PROMPT:
Count the lines in the items below that contain the string "desk", treating case as significant. Output only the count.

[Records]

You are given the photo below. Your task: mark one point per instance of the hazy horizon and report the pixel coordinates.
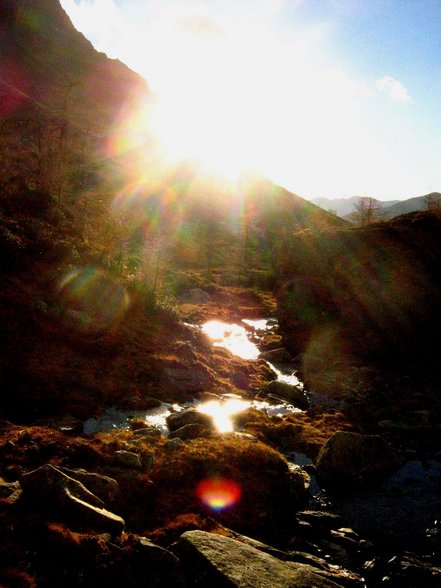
(339, 100)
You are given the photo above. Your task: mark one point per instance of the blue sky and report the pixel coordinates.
(329, 98)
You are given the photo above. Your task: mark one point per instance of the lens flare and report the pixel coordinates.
(92, 299)
(218, 493)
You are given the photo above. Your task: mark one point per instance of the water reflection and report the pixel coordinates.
(222, 411)
(232, 337)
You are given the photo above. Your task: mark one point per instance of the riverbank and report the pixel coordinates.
(130, 503)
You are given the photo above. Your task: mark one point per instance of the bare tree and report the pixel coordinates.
(366, 211)
(432, 202)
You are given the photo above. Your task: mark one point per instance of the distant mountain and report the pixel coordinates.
(45, 61)
(412, 205)
(344, 206)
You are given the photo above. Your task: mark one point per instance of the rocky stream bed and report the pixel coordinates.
(163, 498)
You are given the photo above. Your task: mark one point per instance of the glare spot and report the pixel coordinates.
(232, 337)
(221, 412)
(218, 493)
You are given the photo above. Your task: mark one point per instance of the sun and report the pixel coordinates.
(210, 105)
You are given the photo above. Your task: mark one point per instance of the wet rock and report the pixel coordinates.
(8, 488)
(279, 356)
(128, 459)
(211, 560)
(48, 484)
(150, 433)
(299, 483)
(349, 457)
(196, 296)
(173, 444)
(191, 431)
(321, 520)
(87, 516)
(187, 379)
(189, 416)
(157, 566)
(404, 571)
(52, 491)
(103, 486)
(293, 394)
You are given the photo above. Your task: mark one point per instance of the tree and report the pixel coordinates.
(432, 202)
(367, 211)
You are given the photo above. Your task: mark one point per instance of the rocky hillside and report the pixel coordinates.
(371, 293)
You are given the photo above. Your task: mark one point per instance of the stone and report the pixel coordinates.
(321, 520)
(351, 457)
(292, 394)
(156, 567)
(103, 486)
(128, 459)
(279, 356)
(8, 488)
(211, 560)
(190, 431)
(87, 516)
(47, 485)
(173, 444)
(196, 296)
(189, 416)
(187, 379)
(51, 490)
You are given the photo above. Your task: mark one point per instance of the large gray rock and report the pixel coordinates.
(279, 355)
(48, 484)
(193, 378)
(103, 486)
(189, 416)
(128, 459)
(86, 516)
(215, 561)
(190, 431)
(156, 567)
(196, 296)
(293, 394)
(348, 456)
(50, 490)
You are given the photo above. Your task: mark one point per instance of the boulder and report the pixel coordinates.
(279, 355)
(155, 566)
(189, 416)
(196, 296)
(211, 560)
(191, 431)
(351, 457)
(51, 490)
(47, 485)
(293, 394)
(86, 516)
(187, 379)
(128, 459)
(103, 486)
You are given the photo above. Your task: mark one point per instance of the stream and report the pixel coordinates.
(401, 509)
(234, 337)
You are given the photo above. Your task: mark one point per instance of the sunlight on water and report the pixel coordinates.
(221, 412)
(232, 337)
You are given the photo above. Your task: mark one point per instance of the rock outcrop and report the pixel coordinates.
(351, 457)
(371, 293)
(211, 560)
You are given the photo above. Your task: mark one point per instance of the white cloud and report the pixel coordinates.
(393, 88)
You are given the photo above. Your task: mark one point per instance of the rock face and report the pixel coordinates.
(214, 561)
(371, 292)
(51, 491)
(292, 394)
(349, 457)
(189, 416)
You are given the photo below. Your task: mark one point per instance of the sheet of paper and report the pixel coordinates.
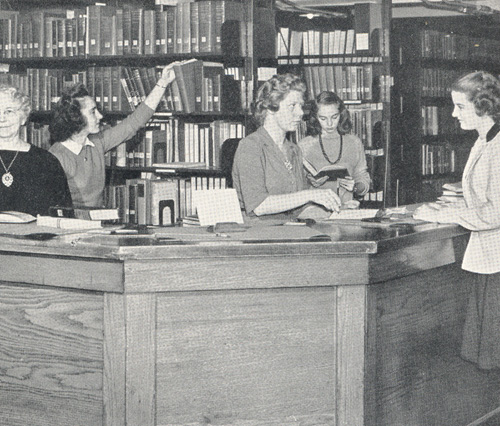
(217, 205)
(353, 214)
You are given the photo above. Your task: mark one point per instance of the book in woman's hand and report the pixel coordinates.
(333, 171)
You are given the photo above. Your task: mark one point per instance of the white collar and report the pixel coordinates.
(75, 147)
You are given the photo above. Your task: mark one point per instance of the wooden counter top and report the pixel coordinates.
(194, 259)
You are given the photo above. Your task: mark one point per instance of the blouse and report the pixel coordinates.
(85, 166)
(352, 157)
(260, 170)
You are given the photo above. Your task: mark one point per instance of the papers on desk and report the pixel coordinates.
(217, 205)
(357, 214)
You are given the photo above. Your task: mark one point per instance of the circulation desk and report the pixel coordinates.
(362, 330)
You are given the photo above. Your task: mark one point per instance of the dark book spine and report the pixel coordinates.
(149, 32)
(93, 32)
(137, 31)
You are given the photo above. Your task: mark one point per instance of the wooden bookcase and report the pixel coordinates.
(428, 54)
(348, 54)
(43, 50)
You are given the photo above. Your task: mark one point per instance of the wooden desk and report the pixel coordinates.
(363, 330)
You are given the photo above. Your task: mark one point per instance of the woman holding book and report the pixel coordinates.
(267, 170)
(329, 144)
(476, 99)
(80, 144)
(32, 180)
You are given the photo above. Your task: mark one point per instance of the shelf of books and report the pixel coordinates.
(428, 56)
(346, 54)
(116, 52)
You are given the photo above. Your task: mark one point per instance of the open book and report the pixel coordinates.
(333, 171)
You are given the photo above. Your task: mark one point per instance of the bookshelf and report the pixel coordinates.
(428, 54)
(348, 54)
(115, 50)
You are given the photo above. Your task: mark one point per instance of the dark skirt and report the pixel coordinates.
(481, 336)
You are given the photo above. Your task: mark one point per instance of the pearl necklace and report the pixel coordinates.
(7, 178)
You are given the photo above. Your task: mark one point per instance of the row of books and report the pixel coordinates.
(351, 83)
(438, 159)
(170, 142)
(199, 87)
(443, 45)
(189, 27)
(437, 82)
(438, 120)
(336, 46)
(149, 201)
(367, 124)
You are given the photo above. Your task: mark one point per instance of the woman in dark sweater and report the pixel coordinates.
(31, 179)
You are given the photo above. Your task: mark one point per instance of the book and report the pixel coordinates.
(333, 171)
(67, 223)
(11, 216)
(85, 213)
(186, 73)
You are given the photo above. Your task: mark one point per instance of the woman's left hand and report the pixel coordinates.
(347, 183)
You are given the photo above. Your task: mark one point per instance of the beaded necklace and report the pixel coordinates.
(326, 155)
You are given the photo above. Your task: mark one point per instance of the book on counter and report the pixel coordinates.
(85, 213)
(333, 171)
(67, 223)
(11, 216)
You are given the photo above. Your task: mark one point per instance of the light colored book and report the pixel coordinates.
(11, 216)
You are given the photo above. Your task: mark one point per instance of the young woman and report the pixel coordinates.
(267, 170)
(476, 97)
(31, 179)
(330, 143)
(80, 144)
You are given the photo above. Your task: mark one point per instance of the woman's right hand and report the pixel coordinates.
(316, 182)
(326, 198)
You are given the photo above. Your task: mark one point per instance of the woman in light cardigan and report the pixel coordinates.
(476, 97)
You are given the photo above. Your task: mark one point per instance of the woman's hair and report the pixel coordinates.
(344, 125)
(67, 117)
(273, 91)
(483, 90)
(17, 96)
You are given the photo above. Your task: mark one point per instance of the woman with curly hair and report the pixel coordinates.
(329, 142)
(476, 97)
(267, 170)
(32, 180)
(80, 144)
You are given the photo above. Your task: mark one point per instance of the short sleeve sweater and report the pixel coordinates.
(86, 171)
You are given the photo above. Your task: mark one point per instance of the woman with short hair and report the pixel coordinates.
(80, 144)
(32, 180)
(267, 170)
(476, 97)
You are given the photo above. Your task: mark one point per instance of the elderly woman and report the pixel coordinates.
(329, 142)
(32, 180)
(476, 97)
(267, 170)
(80, 144)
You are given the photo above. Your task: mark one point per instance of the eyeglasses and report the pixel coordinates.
(333, 117)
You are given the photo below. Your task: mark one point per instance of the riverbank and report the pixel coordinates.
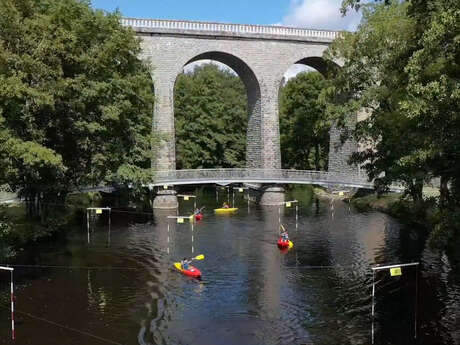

FINISHED TASK:
3